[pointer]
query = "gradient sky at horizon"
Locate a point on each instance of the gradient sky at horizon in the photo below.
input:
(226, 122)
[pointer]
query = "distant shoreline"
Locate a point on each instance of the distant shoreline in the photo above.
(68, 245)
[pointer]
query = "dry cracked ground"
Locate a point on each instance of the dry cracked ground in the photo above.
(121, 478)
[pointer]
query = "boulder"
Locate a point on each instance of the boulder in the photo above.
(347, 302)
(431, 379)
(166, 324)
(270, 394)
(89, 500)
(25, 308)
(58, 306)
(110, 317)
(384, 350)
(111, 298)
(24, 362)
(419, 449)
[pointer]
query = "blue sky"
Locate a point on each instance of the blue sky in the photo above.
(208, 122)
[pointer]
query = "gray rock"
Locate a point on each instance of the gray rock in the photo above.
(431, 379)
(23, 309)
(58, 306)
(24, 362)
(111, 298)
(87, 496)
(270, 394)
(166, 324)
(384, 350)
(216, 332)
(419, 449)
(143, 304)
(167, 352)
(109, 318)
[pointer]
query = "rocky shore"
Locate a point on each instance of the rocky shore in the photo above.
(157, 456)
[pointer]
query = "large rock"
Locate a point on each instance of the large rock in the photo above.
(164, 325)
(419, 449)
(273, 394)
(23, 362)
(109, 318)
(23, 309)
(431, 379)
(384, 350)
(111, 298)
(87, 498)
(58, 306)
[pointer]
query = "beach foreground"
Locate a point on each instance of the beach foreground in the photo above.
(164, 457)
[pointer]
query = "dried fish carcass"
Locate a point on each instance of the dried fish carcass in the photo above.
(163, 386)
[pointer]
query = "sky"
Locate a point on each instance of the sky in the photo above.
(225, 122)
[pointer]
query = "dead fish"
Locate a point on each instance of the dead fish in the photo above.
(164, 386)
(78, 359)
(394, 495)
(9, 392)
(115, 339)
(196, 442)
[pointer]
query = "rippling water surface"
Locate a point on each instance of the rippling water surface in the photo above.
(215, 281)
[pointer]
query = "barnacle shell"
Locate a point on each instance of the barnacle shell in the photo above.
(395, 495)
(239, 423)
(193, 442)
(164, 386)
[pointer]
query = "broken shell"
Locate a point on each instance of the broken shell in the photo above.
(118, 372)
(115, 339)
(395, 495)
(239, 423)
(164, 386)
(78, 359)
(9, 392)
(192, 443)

....

REQUIREMENT: Write the entries out once more, exactly as they appear.

TASK OUTPUT:
[pointer]
query = "gradient sky at horizon"
Locate a point on each instance of the gradient sky at horizon in the photo below.
input:
(226, 122)
[pointer]
query = "distant shoreline"
Locate a point on each instance of the distant shoreline in the photo above.
(68, 245)
[pointer]
query = "dry cracked ground"
Locate a point on each instance of the dry cracked ground in the photo above.
(121, 478)
[pointer]
query = "boulder"
Locate a point on each instance of the boulder in the photo above.
(347, 302)
(431, 379)
(166, 324)
(270, 394)
(89, 500)
(25, 308)
(58, 306)
(110, 317)
(384, 350)
(111, 298)
(24, 362)
(419, 449)
[pointer]
query = "blue sky"
Locate a point on each instance of the blue sky in the photo above.
(208, 122)
[pointer]
query = "gray rock"
Locate a point on each instance of the gray rock in the photo above.
(431, 379)
(23, 309)
(58, 306)
(24, 362)
(111, 298)
(87, 496)
(270, 394)
(166, 324)
(384, 350)
(216, 332)
(419, 449)
(143, 304)
(167, 352)
(109, 318)
[pointer]
query = "rocky shore"
Locate a point on each instance of the rocky shore in the photo above.
(157, 456)
[pointer]
query = "large rock"
Locate a point on each instance of the large rock in the photo above.
(164, 325)
(419, 449)
(273, 394)
(23, 362)
(109, 318)
(23, 309)
(431, 379)
(384, 350)
(111, 298)
(87, 498)
(58, 306)
[pointer]
query = "beach foreground"
Locate a point on each instance of the beach foreground in the photo above.
(164, 457)
[pointer]
query = "dried fish carcass"
Locate a point on each instance of the dried fish carcass in the photo above.
(163, 386)
[pointer]
query = "sky"
Locate a point on each instance of the sky in the photo above.
(225, 122)
[pointer]
query = "dead fish"
Locate a point on each instance of the dead fish in the photo above.
(164, 386)
(78, 359)
(394, 495)
(9, 392)
(115, 339)
(196, 442)
[pointer]
query = "rippling water surface"
Locate a point on each instance of the rippling water surface in the photo above.
(215, 281)
[pointer]
query = "barnacle shell"
Locate a point on each instance of the barnacle shell in the photo above.
(395, 495)
(239, 423)
(193, 442)
(164, 386)
[pointer]
query = "broken shell"
Locate a point on each instance of the broken shell in the photo above.
(118, 372)
(115, 339)
(395, 495)
(239, 423)
(164, 386)
(78, 359)
(9, 392)
(192, 443)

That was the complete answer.